§ **Text segment**

^^^^^^^^

I had decided I wanted to sew my own stockings this year, for a few reasons.  1. I wanted something a little more neutral, that kinda matches our whole living room, and isnt red or green.  2.  I also wanted to make something a litte more classy than the red- fur -lined- glitter- pen- name ones I made the kids 2 years ago. Just sayin. 3.  I had decided if I sewed them a bit smaller, that is less crap I have to try to fill it with, and less junk to buy, sort, give, and then see chucked at the bottom of the toy box by Christmas day night.  Hear me out- Stocking stuffers, are the popular highschool jocks of Christmas. Stay with me...  "popular jocks you say?" What the hell is she rambling about...get off the Day-quil lady  No no..listen.  The popular good looking jocks in highschool.  They were sooo cool, and soo awesome, and sooo...shallow, and really big idiots by "adult" standards.  And while they were the highlight of highschool...they kinda "pffft" out right after graduation and become weird semi-good looking real estate agents who never go to college, and just hang around the small town their whole life, talking about their 50 yard pass back in '97.  Alas...stocking stuffers are those guys. AWESOME on the day of! "Woohoo!!! Gum!! Woohoo!!! Tiny writing tablets shaped like Santa!!!" Next day...meh...

A-N-Y-W-A-Y  (jeez lady get to the damned point, I thought we were talking about stockings you weirdo)

The Hubs said it was incredibly Grinch like of me to sew smaller stockings so that I have to put less '97 all- state quarterbacks, I mean pocket hair brushes in them. But I said, "It is just good financial planning"  He kinda rolled his eyes at me I think...I am not sure though...he was kinda feverish at the time, and that damn dancing Gorilla holding his letter G proudly makes everyone a little cranky.

So, I drew a template for my stockings using an old stocking.  I used burlap fabric that I had left over from the Hubs and my wedding for the sock part, and used a neutral- polka dotted- shiney kinda fabric for the fold over liner.  It sewed up REALLY easy.  Burlap is a bit of a yucky fabric to work with though....I don't reccomend it.  It left tiny little burlap hairs all over EVERYTHING in my kitchen....I mean sewing room. ;)  I used wooden letter initials for each kiddo and attached them with twine and ribbon.  The twine is also the hanger.  I am still considering painting the initials a golden sparkly color, to give it a little bling. Thoughts?

In all it took me about 1 hour to make three slightly scaled down stockings.  I really like them. 

Oh, and just so that you can share in our mind altering state of the A.J. Jenkins Phonics Song, please click the link.

You are welcome.

^^^^^^^^

Region annotation entries
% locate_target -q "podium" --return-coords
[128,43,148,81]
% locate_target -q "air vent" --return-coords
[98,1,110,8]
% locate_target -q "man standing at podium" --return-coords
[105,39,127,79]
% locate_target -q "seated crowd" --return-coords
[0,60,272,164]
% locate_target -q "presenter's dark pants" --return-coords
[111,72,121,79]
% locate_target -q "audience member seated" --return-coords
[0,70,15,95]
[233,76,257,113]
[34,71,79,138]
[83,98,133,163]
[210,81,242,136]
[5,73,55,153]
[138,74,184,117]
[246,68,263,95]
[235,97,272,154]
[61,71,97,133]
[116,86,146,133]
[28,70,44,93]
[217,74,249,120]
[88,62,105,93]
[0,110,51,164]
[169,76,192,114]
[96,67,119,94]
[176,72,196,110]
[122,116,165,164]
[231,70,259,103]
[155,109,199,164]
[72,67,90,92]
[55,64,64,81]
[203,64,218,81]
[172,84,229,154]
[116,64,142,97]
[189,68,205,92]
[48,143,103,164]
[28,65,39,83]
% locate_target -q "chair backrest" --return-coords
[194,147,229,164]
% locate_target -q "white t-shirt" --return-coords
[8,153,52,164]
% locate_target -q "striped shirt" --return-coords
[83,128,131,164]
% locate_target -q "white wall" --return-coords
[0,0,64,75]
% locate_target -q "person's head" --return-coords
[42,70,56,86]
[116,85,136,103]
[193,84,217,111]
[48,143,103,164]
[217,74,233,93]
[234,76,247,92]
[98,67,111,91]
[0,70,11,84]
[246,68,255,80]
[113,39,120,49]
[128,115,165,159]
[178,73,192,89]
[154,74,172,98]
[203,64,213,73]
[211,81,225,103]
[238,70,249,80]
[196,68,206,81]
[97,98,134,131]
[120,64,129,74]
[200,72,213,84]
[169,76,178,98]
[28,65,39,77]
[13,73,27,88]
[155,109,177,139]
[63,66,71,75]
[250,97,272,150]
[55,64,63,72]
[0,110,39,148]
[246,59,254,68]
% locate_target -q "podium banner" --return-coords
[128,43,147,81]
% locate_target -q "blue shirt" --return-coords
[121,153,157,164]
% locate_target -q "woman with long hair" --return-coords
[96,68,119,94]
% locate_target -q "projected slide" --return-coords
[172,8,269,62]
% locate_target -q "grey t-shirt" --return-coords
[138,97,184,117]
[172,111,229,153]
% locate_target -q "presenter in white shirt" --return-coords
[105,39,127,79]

^^^^^^^^

§ **Short exercise**
List every material that the post about sewing Christmas stockings says went into the finished stockings.

§ **Reply**
- Burlap fabric (for the sock part)
- A neutral, polka-dotted, shiny fabric (for the fold-over liner)
- Wooden letter initials
- Twine
- Ribbon